» **What needs to be done**: Copy every record word for word.

____________________

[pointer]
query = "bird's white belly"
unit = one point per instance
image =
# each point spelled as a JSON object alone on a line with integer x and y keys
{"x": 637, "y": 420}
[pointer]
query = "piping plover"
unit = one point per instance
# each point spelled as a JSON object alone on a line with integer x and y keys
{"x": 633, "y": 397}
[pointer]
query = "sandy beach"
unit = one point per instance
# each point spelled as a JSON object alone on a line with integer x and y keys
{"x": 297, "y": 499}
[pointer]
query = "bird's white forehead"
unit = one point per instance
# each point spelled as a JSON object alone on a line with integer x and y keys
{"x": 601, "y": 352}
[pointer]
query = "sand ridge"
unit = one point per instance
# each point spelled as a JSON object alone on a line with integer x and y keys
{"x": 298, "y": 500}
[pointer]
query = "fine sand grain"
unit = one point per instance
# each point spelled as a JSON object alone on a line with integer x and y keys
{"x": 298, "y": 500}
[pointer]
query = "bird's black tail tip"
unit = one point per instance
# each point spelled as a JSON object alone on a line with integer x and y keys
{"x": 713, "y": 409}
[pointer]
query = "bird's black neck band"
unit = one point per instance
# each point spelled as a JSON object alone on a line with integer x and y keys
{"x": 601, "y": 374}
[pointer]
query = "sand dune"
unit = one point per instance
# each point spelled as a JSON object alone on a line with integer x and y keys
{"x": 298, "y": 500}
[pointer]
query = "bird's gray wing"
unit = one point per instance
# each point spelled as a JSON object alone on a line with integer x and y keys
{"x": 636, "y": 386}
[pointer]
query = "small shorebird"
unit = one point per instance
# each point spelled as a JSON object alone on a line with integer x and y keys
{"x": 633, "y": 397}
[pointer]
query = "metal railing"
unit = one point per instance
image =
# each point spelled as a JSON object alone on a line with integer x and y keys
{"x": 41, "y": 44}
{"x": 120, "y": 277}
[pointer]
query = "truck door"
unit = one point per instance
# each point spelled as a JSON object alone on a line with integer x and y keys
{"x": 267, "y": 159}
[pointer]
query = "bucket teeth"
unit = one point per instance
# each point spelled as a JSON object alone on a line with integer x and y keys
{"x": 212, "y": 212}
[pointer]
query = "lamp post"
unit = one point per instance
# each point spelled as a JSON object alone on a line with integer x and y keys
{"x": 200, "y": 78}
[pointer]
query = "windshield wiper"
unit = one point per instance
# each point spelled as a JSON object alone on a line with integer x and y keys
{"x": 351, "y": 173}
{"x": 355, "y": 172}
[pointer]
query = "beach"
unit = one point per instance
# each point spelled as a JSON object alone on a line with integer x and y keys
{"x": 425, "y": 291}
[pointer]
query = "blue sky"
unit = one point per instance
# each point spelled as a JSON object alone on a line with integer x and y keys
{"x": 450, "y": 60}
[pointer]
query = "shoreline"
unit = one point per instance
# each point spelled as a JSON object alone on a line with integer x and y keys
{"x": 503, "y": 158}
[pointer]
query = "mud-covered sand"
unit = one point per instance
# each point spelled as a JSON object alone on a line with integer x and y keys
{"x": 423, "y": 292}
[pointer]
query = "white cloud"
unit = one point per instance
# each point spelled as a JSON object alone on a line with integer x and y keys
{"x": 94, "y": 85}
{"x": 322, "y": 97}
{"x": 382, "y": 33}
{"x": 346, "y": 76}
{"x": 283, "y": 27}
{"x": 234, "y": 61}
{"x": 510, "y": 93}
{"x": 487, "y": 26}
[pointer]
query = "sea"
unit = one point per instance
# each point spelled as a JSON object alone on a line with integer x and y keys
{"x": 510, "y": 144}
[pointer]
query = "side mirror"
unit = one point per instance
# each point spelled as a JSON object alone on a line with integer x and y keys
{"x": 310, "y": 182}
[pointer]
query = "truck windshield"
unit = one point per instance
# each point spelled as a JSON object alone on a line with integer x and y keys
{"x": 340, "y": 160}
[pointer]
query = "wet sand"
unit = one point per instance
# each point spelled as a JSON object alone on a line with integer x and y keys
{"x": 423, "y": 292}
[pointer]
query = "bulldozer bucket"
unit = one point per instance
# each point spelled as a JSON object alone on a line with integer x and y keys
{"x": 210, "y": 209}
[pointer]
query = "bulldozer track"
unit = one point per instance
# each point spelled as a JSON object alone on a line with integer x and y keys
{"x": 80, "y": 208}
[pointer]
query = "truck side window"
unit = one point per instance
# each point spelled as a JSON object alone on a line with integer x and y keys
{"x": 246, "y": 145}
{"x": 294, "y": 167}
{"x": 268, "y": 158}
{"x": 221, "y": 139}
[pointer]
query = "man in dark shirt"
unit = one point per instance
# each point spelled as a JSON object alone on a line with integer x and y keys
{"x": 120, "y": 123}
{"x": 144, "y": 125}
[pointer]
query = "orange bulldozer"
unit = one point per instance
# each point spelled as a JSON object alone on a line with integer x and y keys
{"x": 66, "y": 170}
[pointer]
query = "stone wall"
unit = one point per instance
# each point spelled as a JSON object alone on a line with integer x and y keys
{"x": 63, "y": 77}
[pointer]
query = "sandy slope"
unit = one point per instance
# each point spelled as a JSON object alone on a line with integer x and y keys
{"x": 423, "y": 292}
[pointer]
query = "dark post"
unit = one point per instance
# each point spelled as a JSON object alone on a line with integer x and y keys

____________________

» **Result of this exercise**:
[pointer]
query = "bird's white belly"
unit = one point per instance
image =
# each point spelled as a JSON object alone on a line with integer x and y keys
{"x": 637, "y": 420}
[pointer]
query = "piping plover"
unit = one point per instance
# each point spelled as a JSON object alone on a line with integer x and y keys
{"x": 633, "y": 397}
[pointer]
query = "sandy beach"
unit = one point per instance
# each point spelled as a JSON object alone on a line with integer x and y keys
{"x": 297, "y": 499}
[pointer]
query = "bird's white forehead"
unit = one point per instance
# each point spelled as a JSON object alone on a line with integer x and y keys
{"x": 601, "y": 352}
[pointer]
query = "sand ridge"
unit = one point per instance
# each point spelled as a JSON object alone on a line with integer x and y keys
{"x": 298, "y": 500}
[pointer]
query = "fine sand grain"
unit = one point per instance
# each point spelled as a JSON object alone on a line with integer x and y keys
{"x": 298, "y": 500}
[pointer]
query = "bird's black tail tip"
unit = one point per instance
# each point spelled as a JSON object alone on a line with integer x and y keys
{"x": 713, "y": 409}
[pointer]
query = "bird's black neck band"
unit = one point per instance
# each point spelled as a JSON object alone on a line with integer x and y keys
{"x": 601, "y": 374}
[pointer]
query = "sand dune"
unit = one point per instance
# each point spelled as a JSON object alone on a line with integer x and y keys
{"x": 298, "y": 500}
[pointer]
query = "bird's gray wing"
unit = one point per instance
# each point spelled as a JSON object alone on a line with integer x and y keys
{"x": 636, "y": 386}
[pointer]
query = "small shorebird"
unit = one point per instance
# each point spelled as a JSON object alone on a line with integer x and y keys
{"x": 633, "y": 397}
[pointer]
query = "metal railing"
unit = one point per instance
image =
# each point spelled as a JSON object alone on a line with integer x and y keys
{"x": 41, "y": 44}
{"x": 120, "y": 277}
[pointer]
query = "truck door"
unit = one point per instance
# each point spelled as a JSON object alone on a line with integer x and y keys
{"x": 267, "y": 159}
[pointer]
query = "bucket teeth"
unit = one point per instance
# each point spelled as a JSON object alone on a line with integer x and y keys
{"x": 212, "y": 212}
[pointer]
query = "lamp post"
unit = one point per instance
# each point spelled as a JSON object alone on a line with integer x and y keys
{"x": 200, "y": 78}
[pointer]
query = "windshield wiper"
unit = one point per instance
# each point spelled as a JSON object alone on a line with integer x and y keys
{"x": 351, "y": 173}
{"x": 355, "y": 172}
[pointer]
query = "beach"
unit = one point per instance
# each point spelled as a JSON object alone on a line with integer x and y keys
{"x": 425, "y": 291}
[pointer]
query = "blue sky"
unit = one point per instance
# each point spelled as a JSON object alone on a line with integer x and y keys
{"x": 450, "y": 60}
[pointer]
query = "shoreline"
unit = one point per instance
# each point spelled as a JSON object alone on a line with integer x and y keys
{"x": 503, "y": 158}
[pointer]
query = "mud-covered sand"
unit = one point per instance
# each point spelled as a JSON object alone on a line with integer x and y keys
{"x": 423, "y": 292}
[pointer]
query = "white cloud"
unit = one point per instance
# each point spelled as a JSON object alone on a line with integer x and y keys
{"x": 94, "y": 85}
{"x": 322, "y": 97}
{"x": 382, "y": 33}
{"x": 346, "y": 76}
{"x": 283, "y": 27}
{"x": 234, "y": 61}
{"x": 510, "y": 93}
{"x": 487, "y": 26}
[pointer]
query = "sea"
unit = one point per instance
# each point spelled as a JSON object alone on a line with integer x and y keys
{"x": 510, "y": 144}
[pointer]
query = "side mirror"
unit = one point per instance
# each point spelled as a JSON object alone on a line with integer x and y keys
{"x": 310, "y": 182}
[pointer]
query = "truck windshield"
unit = one point per instance
# each point spelled as a JSON object alone on a line with integer x and y keys
{"x": 340, "y": 160}
[pointer]
query = "wet sand"
unit = one point per instance
# each point spelled as a JSON object alone on a line with integer x and y keys
{"x": 423, "y": 292}
[pointer]
query = "bulldozer bucket"
unit = one point per instance
# each point spelled as a JSON object alone on a line with integer x and y keys
{"x": 210, "y": 209}
[pointer]
query = "bulldozer track"
unit = one point per instance
# each point spelled as a JSON object alone on a line with integer x and y keys
{"x": 80, "y": 208}
[pointer]
query = "truck side window"
unit = one point per instance
# each point spelled as a JSON object alone on a line with integer x and y keys
{"x": 246, "y": 145}
{"x": 294, "y": 167}
{"x": 268, "y": 158}
{"x": 221, "y": 139}
[pointer]
query = "man in dark shirt"
unit = one point per instance
# each point spelled as a JSON object alone on a line with integer x and y keys
{"x": 120, "y": 123}
{"x": 144, "y": 125}
[pointer]
query = "orange bulldozer"
unit = one point per instance
# each point spelled as a JSON object alone on a line with integer x and y keys
{"x": 66, "y": 170}
[pointer]
query = "stone wall"
unit = one point per instance
# each point spelled as a JSON object alone on a line with integer x and y keys
{"x": 63, "y": 77}
[pointer]
query = "sandy slope"
unit = one point per instance
# each point spelled as a JSON object alone on a line with integer x and y keys
{"x": 423, "y": 292}
[pointer]
query = "dark post"
unit = one point per instance
# each point spelled as a JSON object alone on a line with integer x and y keys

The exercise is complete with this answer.